-- BEGIN DOCUMENT SEGMENT --
I have a total access 900e router bringing in a verizon fiber connection for our voip system. I want to use one of the other ports on the router to connect it to my LAN and monitor the router with solarwinds. I just want to allow ping traffic on that interface from my local area network. I have looked at the ACLs and tinkered but I'm afraid to do anything drastic for fear of taking our phones down. any advice would be helpful.
thanks,
anthony
If the management LAN isn't supposed to interact with the Verizon fiber or VoIP system and is strictly for monitoring, you might want to put it in a separate VRF. Otherwise an ACL for the monitoring system restricting its access or policy routing would be good choices.
There are a number of ways to restrict traffic between interfaces, each has advantages and disadvantages. The choice and exact configuration depends on your network topology, what you are trying to accomplish, your business security policy, etc.
-- END DOCUMENT SEGMENT --
-- BEGIN ROWS --
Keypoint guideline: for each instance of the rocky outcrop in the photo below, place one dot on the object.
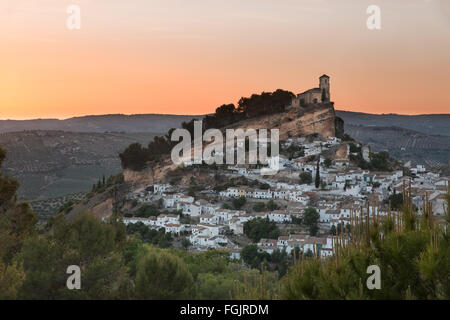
(299, 122)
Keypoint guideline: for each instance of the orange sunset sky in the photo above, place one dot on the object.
(191, 56)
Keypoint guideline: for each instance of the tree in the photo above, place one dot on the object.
(87, 242)
(186, 243)
(305, 178)
(238, 203)
(161, 275)
(259, 228)
(310, 219)
(271, 205)
(333, 230)
(252, 257)
(134, 157)
(317, 182)
(396, 200)
(260, 206)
-- END ROWS --
### TASK REQUIREMENTS
1. In the router discussion, what model of router brings in the Verizon fiber connection?
2. Revise the router discussion starting at "There are a" and ending at "security policy, etc.", replacing "network topology" with "network layout".
3. Extend the discussion of monitoring the VoIP router, picking up after its final sentence.

### ANSWERS PROVIDED
1. A total access 900e router.

2.
There are a number of ways to restrict traffic between interfaces, each has advantages and disadvantages. The choice and exact configuration depends on your network layout, what you are trying to accomplish, your business security policy, etc.

3.
What have you tried, and what worked as expected or didn't work? If the phone traffic is business critical you may need to do your reconfiguration during a maintenance window or experiment on a lab system to determine the best approach before deploying it in production, or both.
Here’s what I’ve done
1. Turned on the giga-eth 0/1 port.
2. Connected it to one of our data switches.
3. Set it to DHCP.
4. It is getting an IP from DHCP.
5. I can’t ping that IP.
It seems like that interface will not accept ping traffic.
Thanks
Anthony
If you have a default route configured on the box out a different interface (such as your Verizon fiber) and there is an internal router between the source of your pings and the Gi 0/1 port, then the return traffic from your pings will be sent out the configured default and die.
Add a static route to the subnet containing your monitoring server to the configuration, using the gateway assigned by DHCP.
EXAMPLE:
DHCP subnet 192.168.20.0/24 with gateway of 192.168.20.1
Monitoring server on 192.168.100.7 with /24 mask.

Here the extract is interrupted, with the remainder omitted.